◆ Instructions to follow:
Start your answer with the line containing "Each instance of the mountain" and end it with the last line of the records below, retyping every line between exactly and adding nothing.

Natural-language object grounding data
━━━━━━━━━━

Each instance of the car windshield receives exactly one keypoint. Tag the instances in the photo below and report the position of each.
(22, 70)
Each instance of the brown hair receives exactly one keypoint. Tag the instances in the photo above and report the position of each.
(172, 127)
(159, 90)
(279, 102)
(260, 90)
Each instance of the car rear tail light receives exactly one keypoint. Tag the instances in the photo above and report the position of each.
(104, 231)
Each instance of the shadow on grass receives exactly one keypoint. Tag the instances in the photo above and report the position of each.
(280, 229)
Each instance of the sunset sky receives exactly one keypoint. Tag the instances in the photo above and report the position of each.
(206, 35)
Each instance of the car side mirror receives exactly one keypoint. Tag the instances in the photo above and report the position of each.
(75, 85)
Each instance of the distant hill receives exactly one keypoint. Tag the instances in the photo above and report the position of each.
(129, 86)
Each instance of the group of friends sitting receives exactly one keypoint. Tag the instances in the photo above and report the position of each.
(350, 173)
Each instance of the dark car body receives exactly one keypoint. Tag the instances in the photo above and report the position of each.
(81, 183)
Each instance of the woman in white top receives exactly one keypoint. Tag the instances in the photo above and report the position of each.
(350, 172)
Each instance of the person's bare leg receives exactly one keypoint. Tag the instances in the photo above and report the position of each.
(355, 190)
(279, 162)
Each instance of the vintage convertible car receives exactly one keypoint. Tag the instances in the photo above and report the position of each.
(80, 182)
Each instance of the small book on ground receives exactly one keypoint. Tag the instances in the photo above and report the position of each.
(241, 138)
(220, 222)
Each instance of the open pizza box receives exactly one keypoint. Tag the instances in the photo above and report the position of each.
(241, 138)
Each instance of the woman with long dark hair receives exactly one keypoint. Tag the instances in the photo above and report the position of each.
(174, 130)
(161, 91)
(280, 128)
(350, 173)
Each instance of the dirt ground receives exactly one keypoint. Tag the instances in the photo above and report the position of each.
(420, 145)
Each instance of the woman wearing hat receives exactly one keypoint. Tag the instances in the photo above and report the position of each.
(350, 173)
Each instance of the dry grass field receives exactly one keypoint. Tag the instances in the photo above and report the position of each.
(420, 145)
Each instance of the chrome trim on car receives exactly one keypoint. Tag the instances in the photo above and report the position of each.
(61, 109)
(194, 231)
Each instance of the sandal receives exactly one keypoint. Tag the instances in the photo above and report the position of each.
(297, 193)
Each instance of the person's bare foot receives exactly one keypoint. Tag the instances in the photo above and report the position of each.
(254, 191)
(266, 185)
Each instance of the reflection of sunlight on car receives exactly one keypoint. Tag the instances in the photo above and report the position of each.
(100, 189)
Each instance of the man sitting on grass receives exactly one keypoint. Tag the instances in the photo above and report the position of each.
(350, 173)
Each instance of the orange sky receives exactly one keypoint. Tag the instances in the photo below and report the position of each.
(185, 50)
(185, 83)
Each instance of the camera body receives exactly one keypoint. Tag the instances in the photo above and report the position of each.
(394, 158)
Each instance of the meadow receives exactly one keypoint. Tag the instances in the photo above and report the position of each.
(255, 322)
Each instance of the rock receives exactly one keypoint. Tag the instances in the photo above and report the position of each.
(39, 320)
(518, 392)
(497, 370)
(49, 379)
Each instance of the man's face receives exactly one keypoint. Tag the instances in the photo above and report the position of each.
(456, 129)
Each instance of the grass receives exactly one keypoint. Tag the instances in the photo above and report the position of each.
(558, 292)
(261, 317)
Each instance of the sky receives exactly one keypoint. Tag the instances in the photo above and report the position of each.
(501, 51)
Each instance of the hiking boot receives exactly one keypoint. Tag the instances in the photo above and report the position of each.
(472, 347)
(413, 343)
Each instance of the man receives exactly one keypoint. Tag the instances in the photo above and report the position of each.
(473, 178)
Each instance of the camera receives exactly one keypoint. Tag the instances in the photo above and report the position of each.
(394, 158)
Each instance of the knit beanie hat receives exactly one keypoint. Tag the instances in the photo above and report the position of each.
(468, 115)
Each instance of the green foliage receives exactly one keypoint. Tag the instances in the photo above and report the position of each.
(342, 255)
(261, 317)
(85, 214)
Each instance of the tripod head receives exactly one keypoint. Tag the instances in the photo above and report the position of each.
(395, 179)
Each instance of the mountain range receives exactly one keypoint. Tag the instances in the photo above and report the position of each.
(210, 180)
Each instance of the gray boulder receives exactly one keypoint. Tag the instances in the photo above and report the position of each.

━━━━━━━━━━

◆ Output of the exercise:
Each instance of the mountain range receives exactly one keypoint. Tag the instances in the photo above and report the position of each.
(210, 180)
Each instance of the gray boulder receives exactly one keypoint. Tag the instances in the photo above and report the position of each.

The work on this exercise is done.